* [Extrait]:
----

Les Etats à la rescousse des compagnies aériennes

« Il n’y a pas de mots pour décrire l’impact dévastateur du Covid-19 sur l’industrie du secteur aérien », a répété Alexandre de Juniac, le président de l’Association internationale du transport aérien (IATA), dans un communiqué publié ce mardi 7 avril. D’après les estimations de l’association, les compagnies aériennes ont besoin d’un soutien des Etats de près de 250 milliards de dollars pour éviter les faillites en série, alors que 75% d’entre elles n’ont pas plus de trois mois de cash disponible devant elles.

Un message reçu 5 sur 5 par les gouvernements. Aux Etats-Unis, où les compagnies américaines ont été les premières à appeler à l’aide, le Trésor américain va débloquer plus de 50 milliards de dollars sous forme d’aide directe et de prêts garantis. C’est le triple de ce qu’avait perçu le secteur après les attentats du 11 septembre 2001 !

Aide direct et report de taxes

Les quatre plus gros transporteurs, American, Delta, Southwest et United Airlines ont sollicité l’aide directe de 30 milliards de dollars mis en place par le gouvernement le 1er avril pour payer les salaires et les retraites. S’y ajoutent 25 milliards supplémentaires de prêts garantis et de reports de taxes d’ici à la fin 2021.

Ces aides sont toutefois soumises à conditions : impossibilité de licencier les salariés d’ici le 30 septembre et maintien des lignes domestiques pendant deux ans. American Airlines devrait ainsi pouvoir toucher près de 12 milliards de dollars et Delta, le partenaire d’Air France-KLM, 11 milliards. « Cela ne sera sans doute pas suffisant », a cependant prévenu Ed Bastian, le directeur général de Delta. Ce dernier anticipe une chute de 90% des revenus de la compagnie au deuxième trimestre. Une possible injection de cash par le gouvernement fédéral dans les compagnies est parallèlement en discussion -limitée à 2% du capital- pour les aider à passer la crise.

Désormais tout le monde sort son chéquier : en Asie, Singapore Airlines a obtenu du fonds souverain singapourien Temasek, son principal actionnaire, l’autorisation de lever jusqu’à 9,6 milliards d’euros sous forme d’actions nouvelles et d’obligations convertibles. Au Moyen-Orient, l’émir de Dubaï a promis de soutenir la plus grosse compagnie du Golfe, Emirates, tandis que Akbar Al Baker, le patron de Qatar Airways a fait savoir qu’il allait aussi demander une aide d’Etat.

En Europe, la Commission européenne est obligée de lâcher du lest sur les aides. Bruxelles a ainsi accepté le report des taxes et redevances (aviation civile, solidarité, navigation aérienne) jusqu’en décembre. Mais ces mesures auront surtout du sens au moment de la reprise du trafic passagers.

----

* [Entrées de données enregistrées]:

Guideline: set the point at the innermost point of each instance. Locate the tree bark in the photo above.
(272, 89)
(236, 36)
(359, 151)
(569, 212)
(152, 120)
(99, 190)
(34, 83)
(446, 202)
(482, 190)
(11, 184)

----

* [Consigne]:
Reprenez sous forme de liste le paragraphe de l'article ci-dessus sur l'aide des États aux compagnies aériennes qui commence par « Désormais tout le monde sort son chéquier ». Conservez ses faits principaux.

* [Réponse]:
- Singapore Airlines : Temasek, fonds souverain singapourien et principal actionnaire de la compagnie, l'a autorisée à lever jusqu'à 9,6 milliards d'euros en actions nouvelles et en obligations convertibles.
- Emirates : l'émir de Dubaï a promis de soutenir cette compagnie, la plus grosse du Golfe.
- Qatar Airways : son patron, Akbar Al Baker, a annoncé qu'il allait lui aussi demander une aide d'État.